**Material:**
───

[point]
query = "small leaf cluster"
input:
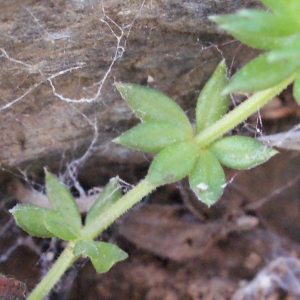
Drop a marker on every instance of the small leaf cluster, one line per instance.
(64, 221)
(278, 32)
(166, 129)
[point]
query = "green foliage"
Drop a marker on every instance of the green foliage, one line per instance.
(277, 31)
(173, 163)
(62, 201)
(103, 255)
(31, 219)
(211, 101)
(207, 179)
(166, 129)
(109, 195)
(240, 152)
(64, 221)
(179, 153)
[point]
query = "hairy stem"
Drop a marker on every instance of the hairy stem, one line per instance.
(89, 232)
(240, 113)
(93, 229)
(207, 136)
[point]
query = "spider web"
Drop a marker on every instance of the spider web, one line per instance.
(45, 75)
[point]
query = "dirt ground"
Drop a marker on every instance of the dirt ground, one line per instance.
(244, 247)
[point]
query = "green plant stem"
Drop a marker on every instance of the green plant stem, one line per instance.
(89, 232)
(207, 136)
(100, 223)
(64, 261)
(240, 113)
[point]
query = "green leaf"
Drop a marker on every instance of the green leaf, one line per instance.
(267, 32)
(290, 8)
(288, 53)
(62, 200)
(173, 163)
(109, 195)
(260, 74)
(211, 104)
(151, 105)
(240, 152)
(153, 136)
(296, 88)
(59, 226)
(103, 255)
(207, 179)
(257, 23)
(31, 219)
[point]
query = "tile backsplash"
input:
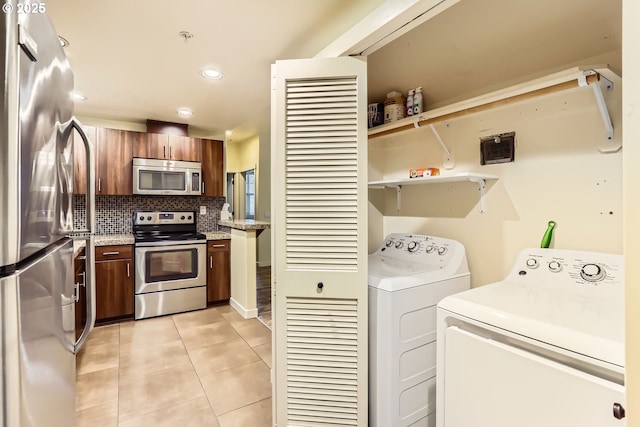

───

**The request:** Return every line of the records above that contains the word "ground".

**Answer to the task:**
query = "dirt ground"
Drop a marker on every instance of the dirt ground, one line per instance.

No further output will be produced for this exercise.